▸ **Selected extract**

+---+

As in the prior example, there was no ideal solution. Simply dropping these areas from our analysis would risk distorting our understanding of how geography and historical settlement patterns shaped the contemporary urban environment. However, the various methods of accounting for population all had disadvantages. Again, we decided to triangulate between several imperfect options. We estimated our models in three ways: using just the set of areas with 1570 population, imputing the missing data using observable geographic and historical covariates, and then using the “indicator method” (replace missing data as 0 and add a missing data indicator to account for differences in observed and unobserved data). We also experimented with using a later date as the starting period of our analysis (we know a lot more about these regions in 1750 or 1800).

In the end, point estimates using the three methods of addressing the missing data were almost identical, and there was little substantive difference with alternately using 1570, 1650, or 1800 as the starting point for analysis. This builds confidence in our descriptive findings, but it doesn’t entirely solve the problem. As before, we tried to be transparent about these shortcomings and cautious about how we interpreted the data in light of them (avoiding strong causal claims, for example).

  1. Bias in Substantive Focus

This problem is possibly the most fundamental and difficult to address. Because of bias in which types of materials or documents are preserved over time, certain types of events or accounts are privileged while others are systematically excluded. When information on underrepresented groups is available, it is often through the accounts of elites or public officials. This shifts what types of data are available, which research projects are feasible, and (in the end) how we view historical events and institutions.

For example, in a working paper, Francisco and I were interested in the relationship between elite politics and popular grievances in determining patterns of rebellion in late colonial Mexico and during Mexico’s War of Independence. As you might expect, it is much easier to find direct, written evidence on the motivations of the elites in this context than the commoners and communities who participated in peasant rebellions. Our data on localized uprisings, from the work of Taylor (1979), are derived from the judicial investigations of the communities that rebelled. These descriptive accounts provide considerable insight into the scope of what occurred, who rebelled, and what the stated motivations of the peasants were, but in the end these criminal records were compiled by officials, not the participants themselves.

+---+

▸ **Entries supplied**
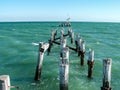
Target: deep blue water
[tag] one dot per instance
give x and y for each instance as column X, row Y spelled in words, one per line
column 18, row 54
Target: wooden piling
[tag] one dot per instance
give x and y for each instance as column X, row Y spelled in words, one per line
column 90, row 63
column 42, row 49
column 62, row 45
column 76, row 42
column 106, row 74
column 79, row 45
column 71, row 35
column 50, row 46
column 64, row 69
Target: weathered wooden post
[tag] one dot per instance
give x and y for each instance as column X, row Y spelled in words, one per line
column 71, row 35
column 64, row 69
column 90, row 63
column 5, row 83
column 76, row 43
column 62, row 45
column 50, row 41
column 79, row 45
column 106, row 74
column 42, row 49
column 50, row 46
column 82, row 52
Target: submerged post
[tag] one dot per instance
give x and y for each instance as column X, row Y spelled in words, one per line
column 76, row 42
column 50, row 46
column 90, row 63
column 71, row 35
column 42, row 49
column 82, row 52
column 79, row 46
column 62, row 45
column 64, row 69
column 106, row 74
column 5, row 83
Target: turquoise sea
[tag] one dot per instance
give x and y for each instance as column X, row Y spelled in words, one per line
column 19, row 54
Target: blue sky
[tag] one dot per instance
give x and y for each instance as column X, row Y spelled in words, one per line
column 58, row 10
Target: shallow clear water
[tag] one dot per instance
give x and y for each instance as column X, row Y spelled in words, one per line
column 18, row 55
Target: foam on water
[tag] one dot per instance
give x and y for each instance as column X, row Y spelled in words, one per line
column 19, row 54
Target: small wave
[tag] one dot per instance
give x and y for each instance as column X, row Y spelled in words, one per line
column 35, row 44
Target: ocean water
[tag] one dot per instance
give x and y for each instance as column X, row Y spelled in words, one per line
column 19, row 54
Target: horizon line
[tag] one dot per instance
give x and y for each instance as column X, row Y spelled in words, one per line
column 61, row 21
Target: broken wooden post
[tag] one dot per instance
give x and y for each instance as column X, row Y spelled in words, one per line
column 42, row 49
column 62, row 45
column 90, row 63
column 76, row 42
column 64, row 69
column 71, row 35
column 50, row 46
column 54, row 33
column 106, row 74
column 82, row 52
column 4, row 82
column 79, row 45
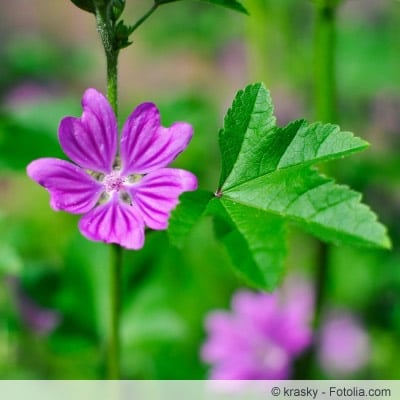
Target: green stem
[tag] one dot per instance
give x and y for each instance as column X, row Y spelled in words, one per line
column 324, row 61
column 115, row 291
column 325, row 110
column 106, row 30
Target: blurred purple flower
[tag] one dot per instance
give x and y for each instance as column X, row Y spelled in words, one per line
column 119, row 192
column 262, row 335
column 36, row 318
column 344, row 345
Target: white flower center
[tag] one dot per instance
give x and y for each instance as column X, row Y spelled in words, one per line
column 114, row 182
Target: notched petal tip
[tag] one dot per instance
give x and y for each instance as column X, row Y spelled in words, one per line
column 91, row 140
column 114, row 222
column 71, row 189
column 146, row 145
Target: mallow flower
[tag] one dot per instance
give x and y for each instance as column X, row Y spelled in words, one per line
column 344, row 345
column 119, row 189
column 261, row 336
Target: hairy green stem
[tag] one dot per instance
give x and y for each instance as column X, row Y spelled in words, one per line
column 106, row 30
column 325, row 111
column 115, row 292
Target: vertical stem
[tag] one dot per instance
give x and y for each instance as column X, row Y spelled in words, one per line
column 115, row 292
column 106, row 30
column 258, row 34
column 325, row 110
column 324, row 59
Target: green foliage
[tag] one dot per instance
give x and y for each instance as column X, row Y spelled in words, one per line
column 268, row 178
column 183, row 218
column 232, row 4
column 86, row 5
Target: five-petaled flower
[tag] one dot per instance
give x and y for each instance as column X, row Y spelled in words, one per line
column 262, row 335
column 119, row 190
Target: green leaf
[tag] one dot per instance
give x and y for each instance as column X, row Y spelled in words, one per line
column 268, row 178
column 189, row 210
column 232, row 4
column 255, row 242
column 86, row 5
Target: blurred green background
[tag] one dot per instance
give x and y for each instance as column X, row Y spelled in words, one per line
column 190, row 58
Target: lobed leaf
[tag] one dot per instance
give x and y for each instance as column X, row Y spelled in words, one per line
column 190, row 209
column 268, row 179
column 254, row 240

+---+

▸ **What is required**
Copy out the passage on handling missing population data and bias in substantive focus word for word, in full.

▸ **Answer space**
As in the prior example, there was no ideal solution. Simply dropping these areas from our analysis would risk distorting our understanding of how geography and historical settlement patterns shaped the contemporary urban environment. However, the various methods of accounting for population all had disadvantages. Again, we decided to triangulate between several imperfect options. We estimated our models in three ways: using just the set of areas with 1570 population, imputing the missing data using observable geographic and historical covariates, and then using the “indicator method” (replace missing data as 0 and add a missing data indicator to account for differences in observed and unobserved data). We also experimented with using a later date as the starting period of our analysis (we know a lot more about these regions in 1750 or 1800).

In the end, point estimates using the three methods of addressing the missing data were almost identical, and there was little substantive difference with alternately using 1570, 1650, or 1800 as the starting point for analysis. This builds confidence in our descriptive findings, but it doesn’t entirely solve the problem. As before, we tried to be transparent about these shortcomings and cautious about how we interpreted the data in light of them (avoiding strong causal claims, for example).

  1. Bias in Substantive Focus

This problem is possibly the most fundamental and difficult to address. Because of bias in which types of materials or documents are preserved over time, certain types of events or accounts are privileged while others are systematically excluded. When information on underrepresented groups is available, it is often through the accounts of elites or public officials. This shifts what types of data are available, which research projects are feasible, and (in the end) how we view historical events and institutions.

For example, in a working paper, Francisco and I were interested in the relationship between elite politics and popular grievances in determining patterns of rebellion in late colonial Mexico and during Mexico’s War of Independence. As you might expect, it is much easier to find direct, written evidence on the motivations of the elites in this context than the commoners and communities who participated in peasant rebellions. Our data on localized uprisings, from the work of Taylor (1979), are derived from the judicial investigations of the communities that rebelled. These descriptive accounts provide considerable insight into the scope of what occurred, who rebelled, and what the stated motivations of the peasants were, but in the end these criminal records were compiled by officials, not the participants themselves.